— Instructions for the task —
In the lung cancer proposal below, which statistical measures will be used to evaluate the prognosis models?

— Exercise passage —
—————

Daniel Rückert

MSc, PhD

Technical University of Munich (TUM)

Professor of Artificial Intelligence in Healthcare and Medicine

NLST (Learn more about this study)

NLST-1075

Jun 2, 2023

Multimodal AI Algorithms for Diagnosis and Prognosis in Lung Cancer

I. Introduction

Lung Cancer (LC) remains a significant global health issue with high mortality rates, primarily due to late-stage diagnosis. This proposal seeks to optimize the diagnostic and prognostic decision-making process of LC through Artificial Intelligence (AI) and Machine Learning (ML) methodologies. Specifically, we intend to utilize the rich clinical and imaging data derived from the National Lung Screening Trial (NLST).

II. Objectives

Our project primarily focuses on the following areas:

Personalized Diagnosis: The objective is to enhance the diagnostic process by employing AI/ML algorithms to analyze low-dose Computed Tomography (CT) images with anomalies.

Personalized Prognosis: Our intent is to develop advanced AI/ML algorithms trained on multimodal data that enable predictive modeling of Progression Free Survival (PFS) and Overall Survival (OS) for individual patients.

III. Methodology

Our methodology involves a thorough exploratory data analysis as a prerequisite to assess the quality and suitability of data from the NLST. Following this, we plan to optimize an existing AI/ML algorithm, which employs radiomics features from CT scans, for its application in the LC patient population.

In the subsequent phase, we aim to enhance the performance of the algorithm by integrating advanced deep learning-based features. These additional features are expected to augment the diagnostic accuracy of the AI/ML model.

For personalized prognosis, our approach involves training AI/ML models on multimodal data to predict PFS and OS for individual patients. The performance of these models will be rigorously evaluated using robust statistical measures such as the concordance index, Brier score, and time-dependent Area Under the Curve (AUC).

IV. Expected Outcomes

Our project is designed to significantly advance LC diagnosis and prognosis, thus paving the way for more accurate and personalized patient care. The optimization and advancement of AI/ML algorithms for the interpretation of CT images can revolutionize LC diagnosis, potentially leading to better patient outcomes. Moreover, the development of personalized prognosis models can provide crucial insights into patient-specific survival rates, facilitating more effective treatment planning.

—————

— Listed entries —
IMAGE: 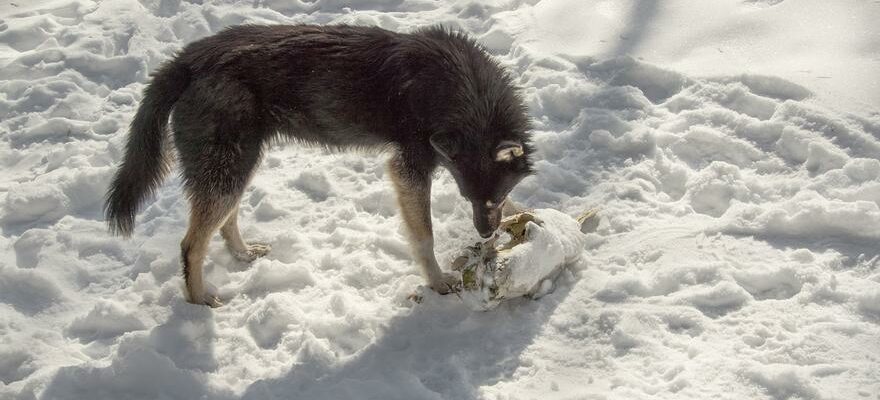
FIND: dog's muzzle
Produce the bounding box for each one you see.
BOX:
[473,202,501,239]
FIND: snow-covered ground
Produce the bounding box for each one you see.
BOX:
[0,0,880,399]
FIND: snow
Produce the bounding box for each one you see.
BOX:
[0,0,880,399]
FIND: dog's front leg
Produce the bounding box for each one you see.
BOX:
[388,155,459,294]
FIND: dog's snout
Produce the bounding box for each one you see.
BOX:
[474,204,501,239]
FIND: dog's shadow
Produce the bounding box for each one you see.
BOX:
[243,278,576,400]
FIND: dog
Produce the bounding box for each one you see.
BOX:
[105,25,533,307]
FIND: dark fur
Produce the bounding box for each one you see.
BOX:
[106,25,531,298]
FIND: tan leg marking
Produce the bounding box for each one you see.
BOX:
[220,204,272,262]
[180,197,238,307]
[388,159,457,294]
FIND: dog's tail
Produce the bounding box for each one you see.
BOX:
[104,60,190,237]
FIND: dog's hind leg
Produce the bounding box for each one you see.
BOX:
[220,205,272,261]
[180,196,239,307]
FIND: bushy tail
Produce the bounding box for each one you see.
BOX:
[104,60,190,237]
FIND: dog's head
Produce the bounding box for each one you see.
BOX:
[431,134,532,238]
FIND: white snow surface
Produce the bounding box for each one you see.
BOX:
[0,0,880,399]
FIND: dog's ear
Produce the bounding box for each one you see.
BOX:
[495,140,525,161]
[428,133,458,161]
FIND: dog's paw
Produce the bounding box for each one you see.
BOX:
[234,243,272,262]
[430,272,461,294]
[186,293,223,308]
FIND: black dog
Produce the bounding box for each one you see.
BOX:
[106,25,531,306]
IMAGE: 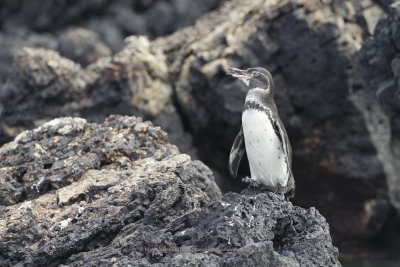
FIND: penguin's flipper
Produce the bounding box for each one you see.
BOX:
[229,127,246,178]
[273,120,293,180]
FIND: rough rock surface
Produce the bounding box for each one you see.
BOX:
[57,28,111,67]
[359,2,400,211]
[155,0,389,241]
[0,116,340,266]
[0,0,224,45]
[0,37,196,156]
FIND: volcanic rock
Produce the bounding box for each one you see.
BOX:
[359,2,400,211]
[0,116,340,266]
[155,0,389,241]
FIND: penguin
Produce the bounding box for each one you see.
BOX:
[226,67,295,199]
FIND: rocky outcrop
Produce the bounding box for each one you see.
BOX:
[0,37,196,156]
[155,0,389,242]
[0,116,340,266]
[359,2,400,211]
[0,0,224,48]
[0,0,398,250]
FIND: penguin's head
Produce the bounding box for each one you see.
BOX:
[227,67,275,96]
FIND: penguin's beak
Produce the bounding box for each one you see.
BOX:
[226,68,252,79]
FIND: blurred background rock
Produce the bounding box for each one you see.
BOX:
[0,0,400,266]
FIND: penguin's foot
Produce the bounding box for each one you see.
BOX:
[242,176,260,187]
[275,185,294,201]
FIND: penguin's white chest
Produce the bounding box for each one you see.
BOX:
[242,109,289,190]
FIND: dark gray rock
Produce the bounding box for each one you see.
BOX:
[155,0,389,241]
[0,119,340,266]
[57,28,111,67]
[0,37,196,156]
[359,2,400,211]
[0,28,57,87]
[0,0,224,40]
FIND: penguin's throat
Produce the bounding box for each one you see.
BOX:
[246,87,270,103]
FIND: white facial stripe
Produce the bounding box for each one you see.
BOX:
[246,87,268,102]
[240,77,251,87]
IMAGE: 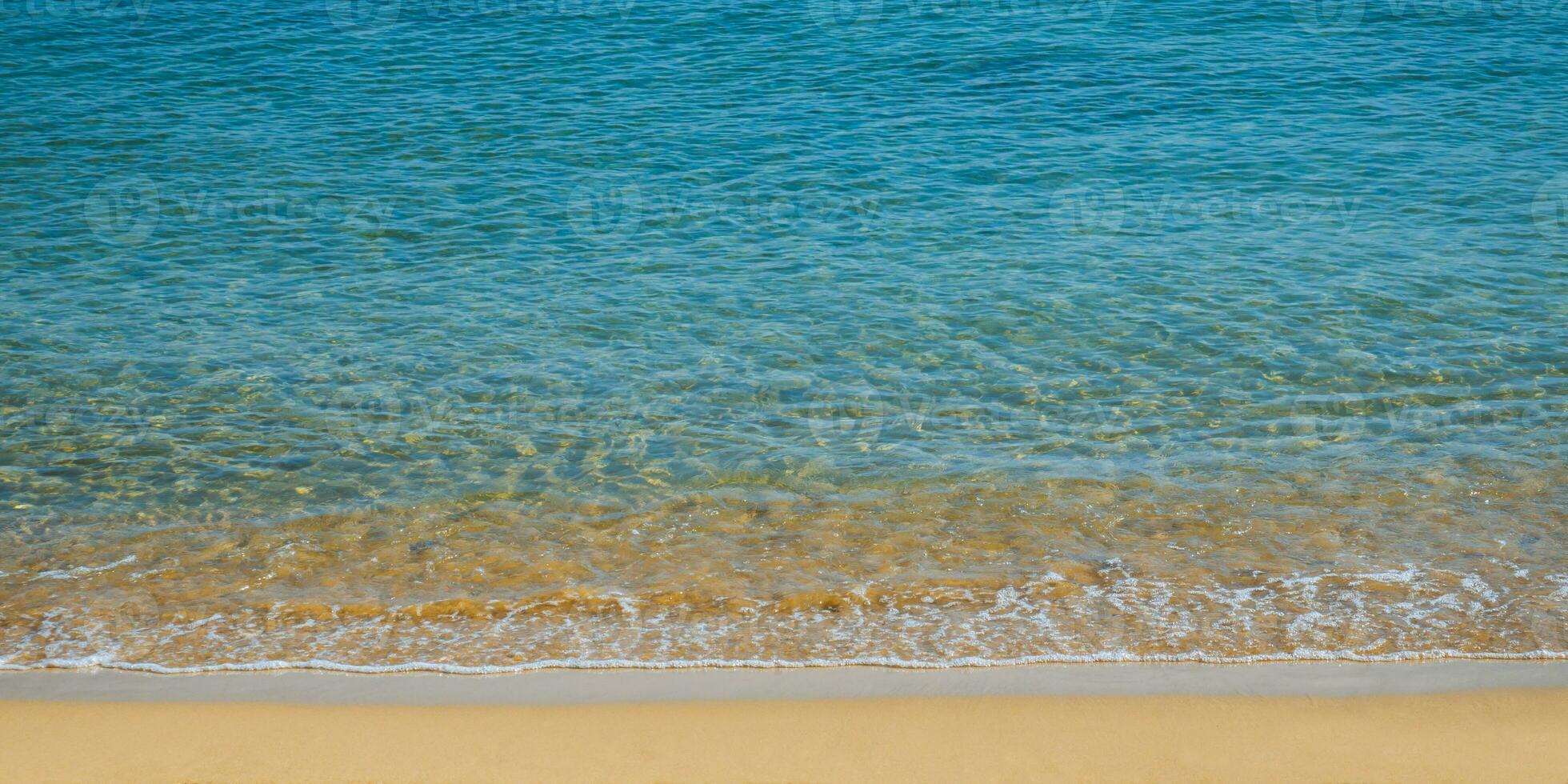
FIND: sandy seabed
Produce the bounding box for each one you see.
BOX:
[0,662,1568,781]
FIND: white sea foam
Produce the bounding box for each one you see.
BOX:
[33,555,137,580]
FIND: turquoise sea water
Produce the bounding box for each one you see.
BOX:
[0,0,1568,668]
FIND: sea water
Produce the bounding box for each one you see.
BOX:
[0,0,1568,671]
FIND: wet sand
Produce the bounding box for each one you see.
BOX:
[0,662,1568,781]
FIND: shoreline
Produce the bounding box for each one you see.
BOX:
[9,658,1568,706]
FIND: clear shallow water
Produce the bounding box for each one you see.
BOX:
[0,2,1568,668]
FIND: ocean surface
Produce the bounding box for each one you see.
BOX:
[0,0,1568,671]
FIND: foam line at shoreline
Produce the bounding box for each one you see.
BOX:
[0,658,1568,706]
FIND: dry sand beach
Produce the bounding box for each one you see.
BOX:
[0,662,1568,781]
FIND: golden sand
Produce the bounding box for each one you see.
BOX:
[0,688,1568,781]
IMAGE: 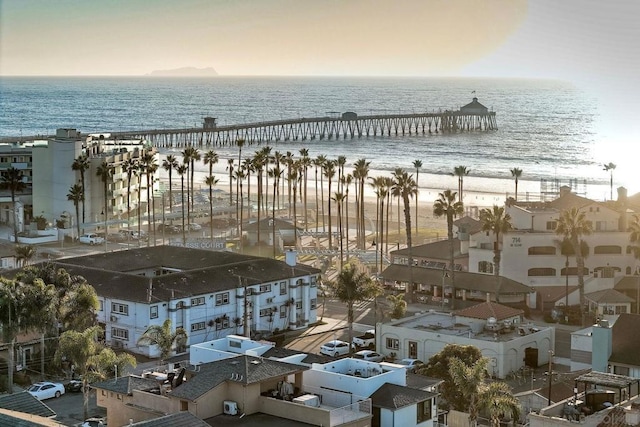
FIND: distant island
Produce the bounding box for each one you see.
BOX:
[145,67,218,77]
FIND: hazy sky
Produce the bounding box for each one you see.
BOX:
[0,0,640,140]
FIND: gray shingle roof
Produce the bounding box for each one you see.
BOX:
[168,355,309,401]
[30,246,320,302]
[132,411,209,427]
[0,391,56,418]
[371,383,437,410]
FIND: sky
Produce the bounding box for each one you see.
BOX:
[0,0,640,139]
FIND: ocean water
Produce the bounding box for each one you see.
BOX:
[0,77,624,204]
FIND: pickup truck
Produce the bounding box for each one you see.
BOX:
[351,329,376,348]
[78,233,104,245]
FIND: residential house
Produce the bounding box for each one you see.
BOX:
[376,302,555,378]
[43,246,319,357]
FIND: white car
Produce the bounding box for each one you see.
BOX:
[398,359,424,372]
[27,381,64,400]
[353,350,384,362]
[320,340,349,357]
[78,233,104,245]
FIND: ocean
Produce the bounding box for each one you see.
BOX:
[0,77,624,205]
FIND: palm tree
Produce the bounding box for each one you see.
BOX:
[328,264,379,354]
[137,319,187,365]
[603,162,616,200]
[478,381,521,427]
[55,326,136,418]
[15,245,38,267]
[556,208,593,326]
[176,164,189,245]
[451,166,470,202]
[67,184,84,237]
[511,168,522,200]
[122,158,138,240]
[2,166,27,243]
[480,205,513,302]
[204,175,220,242]
[413,160,422,236]
[96,161,113,239]
[433,189,464,310]
[71,154,91,223]
[162,154,178,213]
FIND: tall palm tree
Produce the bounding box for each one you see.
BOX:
[71,154,91,223]
[122,158,138,240]
[480,205,513,302]
[603,162,616,200]
[2,166,27,243]
[137,319,187,365]
[96,161,113,239]
[413,160,422,236]
[204,175,220,242]
[328,264,379,354]
[162,154,178,213]
[556,208,593,326]
[511,168,522,200]
[15,245,38,267]
[176,163,189,245]
[451,166,470,202]
[433,189,464,310]
[67,184,84,242]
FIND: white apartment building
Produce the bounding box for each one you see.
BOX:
[48,246,320,357]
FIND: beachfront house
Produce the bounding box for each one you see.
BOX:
[38,246,319,357]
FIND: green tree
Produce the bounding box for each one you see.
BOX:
[480,205,513,302]
[162,154,178,213]
[433,189,464,309]
[511,168,522,200]
[67,184,84,236]
[71,154,91,223]
[137,319,187,364]
[328,264,380,354]
[413,160,422,235]
[1,166,27,243]
[15,245,38,267]
[603,162,616,200]
[556,208,593,326]
[418,344,482,411]
[54,326,136,418]
[451,166,470,202]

—————

— Task solution —
The concordance index, the Brier score, and the time-dependent Area Under the Curve (AUC).